■ **ЗАДАНИЕ 1**
Верните из текста о смысле произведения искусства всё, начиная со слов «Сегодня многие склонны» и вплоть до слов «как образующей искусства.».
■ **ЗАДАНИЕ 2**
Как, согласно тексту о смысле произведения искусства, Гадамер называет то, что возникает, когда зритель видит произведение и пытается понять его?
■ **ЗАДАНИЕ 3**
Продолжите текст о смысле произведения искусства после его последнего предложения.

■ **ПРЕДОСТАВЛЕННЫЙ ТЕКСТ**
Так что нисколько не отрицая ни одного из других смыслов произведения искусства, от первоначального замысла творца до формальных элементов самого произведения, тем не менее, остается факт: когда я смотрю на произведение искусства, оно имеет смысл для меня. Каждый раз когда зритель видит произведение и пытается понять его, возникает то, что Гадамер столь точно называет «слиянием горизонтов» — или, как я бы сформулировал это, возникает новый холон, который сам служит новым контекстом и, следовательно, несет новый смысл.

Очевидно, что смысл произведения искусства не пребывает исключительно в моей конкретной реакции на него. У остальных людей могут быть другие реакции. Но главное здесь в том, что смысл произведения искусства нельзя отделить от суммарного воздействия, которое оно оказывает на зрителей. А в более строгой формулировке, «зритель» попросту означает весь культурный фон, без которого смысл вообще не существовал бы и не мог бы существовать. Эта великая межличностная основа, этот культурный фон, предоставляет океан контекстов, в который, с необходимостью, погружены и искусство, и художник, и зритель.

Даже когда художник только начинает работать над своим произведением, он держит кого-то в уме; какой-то зритель уже вырисовывается в его сознании, пусть даже отрывочно и мимолетно; интерсубъективный фон уже служит контекстом, в котором возникают его субъективные намерения. Таким образом, реакция зрителя уже участвует в формировании искусства. Культурный фон интерпретаций уже является частью самого склада произведения искусства. И когда произведение выносится на суд общества, оно попадает в поток дальнейших исторических интерпретаций, каждая из которых формирует еще один слой в этой временной и исторической жемчужине. И каждый из возникающих новых исторических контекстов будет наделять эту жемчужину новым смыслом, новым слоем, который, по сути, будет неотъемлемой частью самой жемчужины, целого, которое становится частью других целых и при этом меняется само.

Возьмем достаточно грубый пример — те споры, что сегодня окружают экспедицию Колумба в 1492. Если мы на минуту подумаем о его экспедиции как о произведении искусства, тогда в смысл этого искусства? Всего несколько десятилетий назад смысл состоял примерно в следующем: Колумб был отважным человеком, несмотря на некоторые неблагоприятные обстоятельства предпринявшим рискованную экспедицию, которая открыла Америку — Новый Свет — и, тем самым, принесла культуру и цивилизацию довольно примитивным и отсталым народам.

Сегодня многие склонны придавать этому другой смысл — Колумб был сексистом, империалистом, лживым и трусливым подонком, который отправился в Америку с целью грабежа и мародерства, и в ходе своей экспедиции приносил сифилис и другие напасти встречавшимся ему повсюду миролюбивым народам.

Смысл исходного произведения искусства не только выглядит другим, он действительно другой и основан на последующей истории восприятия и реакции. Никак невозможно избежать этой историчности, этой определяющей природы интерпретаций. Последующие контексты будут придавать искусству новый смысл, поскольку смысл всегда и неизбежно связан со смыслом. И теории зрительской реакции в своих разнообразных формах фокусируются на этой истории реакции как образующей искусства.

■ **ПРЕДОСТАВЛЕННЫЙ СПИСОК**
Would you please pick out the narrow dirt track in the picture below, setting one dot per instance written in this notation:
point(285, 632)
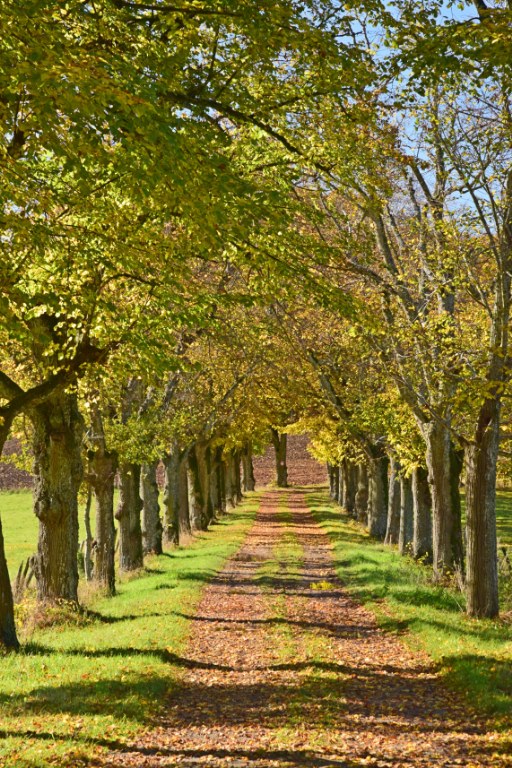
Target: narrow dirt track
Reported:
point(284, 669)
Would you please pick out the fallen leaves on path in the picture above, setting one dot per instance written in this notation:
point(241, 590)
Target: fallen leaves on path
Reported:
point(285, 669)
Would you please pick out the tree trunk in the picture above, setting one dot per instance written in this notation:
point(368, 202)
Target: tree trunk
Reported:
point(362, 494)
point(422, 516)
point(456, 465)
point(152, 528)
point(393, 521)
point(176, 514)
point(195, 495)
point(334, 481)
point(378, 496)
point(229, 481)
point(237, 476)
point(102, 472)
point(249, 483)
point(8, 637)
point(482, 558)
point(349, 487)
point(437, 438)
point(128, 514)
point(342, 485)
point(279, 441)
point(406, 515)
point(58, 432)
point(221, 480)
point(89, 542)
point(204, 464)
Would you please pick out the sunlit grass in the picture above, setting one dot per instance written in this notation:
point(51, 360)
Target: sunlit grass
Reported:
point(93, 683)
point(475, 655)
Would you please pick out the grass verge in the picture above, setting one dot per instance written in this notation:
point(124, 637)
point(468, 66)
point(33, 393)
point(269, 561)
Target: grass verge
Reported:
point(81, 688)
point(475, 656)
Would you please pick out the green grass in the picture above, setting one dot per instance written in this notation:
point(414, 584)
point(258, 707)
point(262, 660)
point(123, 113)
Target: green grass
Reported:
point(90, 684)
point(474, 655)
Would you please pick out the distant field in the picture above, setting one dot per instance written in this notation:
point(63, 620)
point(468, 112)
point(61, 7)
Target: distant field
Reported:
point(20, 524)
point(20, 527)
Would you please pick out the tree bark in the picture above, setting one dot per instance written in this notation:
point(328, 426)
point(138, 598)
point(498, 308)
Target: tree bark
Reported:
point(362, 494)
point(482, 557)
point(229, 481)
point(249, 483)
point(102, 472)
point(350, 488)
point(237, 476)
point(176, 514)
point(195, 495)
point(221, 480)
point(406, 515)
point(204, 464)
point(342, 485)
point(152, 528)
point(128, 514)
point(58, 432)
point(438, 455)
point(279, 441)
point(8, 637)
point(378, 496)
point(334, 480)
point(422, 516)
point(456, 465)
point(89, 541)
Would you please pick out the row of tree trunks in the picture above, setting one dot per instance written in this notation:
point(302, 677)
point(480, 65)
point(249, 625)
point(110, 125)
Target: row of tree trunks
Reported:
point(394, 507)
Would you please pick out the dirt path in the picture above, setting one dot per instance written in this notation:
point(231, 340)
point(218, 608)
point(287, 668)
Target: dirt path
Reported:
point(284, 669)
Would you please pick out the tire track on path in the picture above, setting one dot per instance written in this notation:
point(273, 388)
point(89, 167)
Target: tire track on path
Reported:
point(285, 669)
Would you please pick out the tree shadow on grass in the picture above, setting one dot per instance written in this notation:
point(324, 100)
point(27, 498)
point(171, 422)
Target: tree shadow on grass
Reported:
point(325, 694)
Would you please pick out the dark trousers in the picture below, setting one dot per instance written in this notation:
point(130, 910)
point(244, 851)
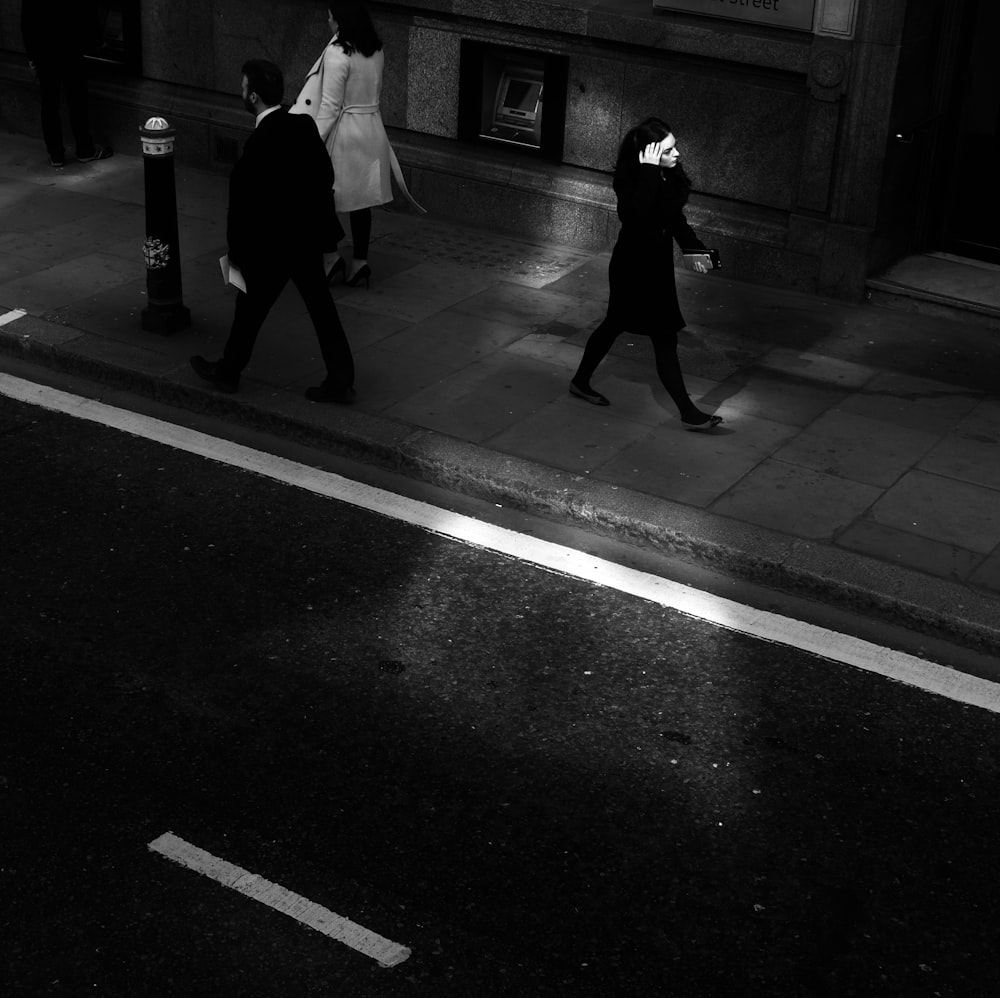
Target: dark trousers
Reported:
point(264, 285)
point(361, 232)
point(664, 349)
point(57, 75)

* * *

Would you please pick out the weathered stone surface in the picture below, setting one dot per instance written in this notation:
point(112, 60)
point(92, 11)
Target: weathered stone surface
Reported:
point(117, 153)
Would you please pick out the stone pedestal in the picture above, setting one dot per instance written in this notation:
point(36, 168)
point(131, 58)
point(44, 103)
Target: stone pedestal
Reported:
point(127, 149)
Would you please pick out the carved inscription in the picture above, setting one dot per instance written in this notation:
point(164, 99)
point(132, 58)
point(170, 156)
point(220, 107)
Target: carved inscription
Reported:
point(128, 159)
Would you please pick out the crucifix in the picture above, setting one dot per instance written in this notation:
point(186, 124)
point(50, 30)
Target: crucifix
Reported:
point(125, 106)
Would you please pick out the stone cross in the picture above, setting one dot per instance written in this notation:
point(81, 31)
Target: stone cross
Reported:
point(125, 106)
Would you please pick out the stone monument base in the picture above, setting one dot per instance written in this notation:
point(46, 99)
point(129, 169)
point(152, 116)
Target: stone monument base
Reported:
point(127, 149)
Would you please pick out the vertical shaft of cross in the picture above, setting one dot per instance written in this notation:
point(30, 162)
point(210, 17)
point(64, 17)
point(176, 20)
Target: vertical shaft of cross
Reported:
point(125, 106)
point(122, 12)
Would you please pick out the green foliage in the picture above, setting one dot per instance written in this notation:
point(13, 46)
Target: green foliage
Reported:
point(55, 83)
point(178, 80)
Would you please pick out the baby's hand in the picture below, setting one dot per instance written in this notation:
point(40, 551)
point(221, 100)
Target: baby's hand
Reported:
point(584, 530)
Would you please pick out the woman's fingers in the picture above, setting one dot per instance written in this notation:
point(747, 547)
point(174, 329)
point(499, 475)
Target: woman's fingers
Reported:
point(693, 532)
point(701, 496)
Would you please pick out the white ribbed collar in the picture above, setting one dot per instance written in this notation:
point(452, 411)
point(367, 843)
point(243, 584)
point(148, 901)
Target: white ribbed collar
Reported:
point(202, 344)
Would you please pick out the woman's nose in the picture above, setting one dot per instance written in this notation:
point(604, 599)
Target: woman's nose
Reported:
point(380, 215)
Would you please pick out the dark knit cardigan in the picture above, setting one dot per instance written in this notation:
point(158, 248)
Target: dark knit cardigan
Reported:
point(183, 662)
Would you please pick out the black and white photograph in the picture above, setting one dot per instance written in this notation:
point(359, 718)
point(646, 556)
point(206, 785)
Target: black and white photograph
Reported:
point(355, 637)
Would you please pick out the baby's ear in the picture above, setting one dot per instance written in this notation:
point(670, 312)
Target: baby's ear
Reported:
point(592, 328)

■ **ОТВЕТ 1**
Сегодня многие склонны придавать этому другой смысл — Колумб был сексистом, империалистом, лживым и трусливым подонком, который отправился в Америку с целью грабежа и мародерства, и в ходе своей экспедиции приносил сифилис и другие напасти встречавшимся ему повсюду миролюбивым народам.

Смысл исходного произведения искусства не только выглядит другим, он действительно другой и основан на последующей истории восприятия и реакции. Никак невозможно избежать этой историчности, этой определяющей природы интерпретаций. Последующие контексты будут придавать искусству новый смысл, поскольку смысл всегда и неизбежно связан со смыслом. И теории зрительской реакции в своих разнообразных формах фокусируются на этой истории реакции как образующей искусства.

■ **ОТВЕТ 2**
Гадамер называет это «слиянием горизонтов».

■ **ОТВЕТ 3**
Таким образом, теории восприятия и реакции утверждают — как объясняет один критик, — что художественный смысл зависит «не от своего генетического происхождения в душе автора [изначального холона] и не от чисто внутренних отношений между напечатанными на странице знаками [формалистские теории], но от своего восприятия в последовательности прочтений, заставляющих историю его влияния, которая подчеркивает преходящий и исторический характер понимания и интерпретации».4

Частичные истины теорий зрительской реакции, безусловно, составляют неотъемлемую часть любой холонической теории искусства и его интерпретации. Но тем не менее, как и в случае любого из рассмотренных нами подходов, когда истинные, но частичные понятия этих теорий претендуют на роль полной и единственной истины, они становятся не только извращающими факты, но и просто смехотворными.

И именно теории зрительской реакции вкупе с симптоматическими теориями почти полностью господствовали на постмодернистской художественной сцене — и в теории и на практике — тем самым приводя, как мы указывали выше, к все большим нарциссическим и нигилистическим шатаниям.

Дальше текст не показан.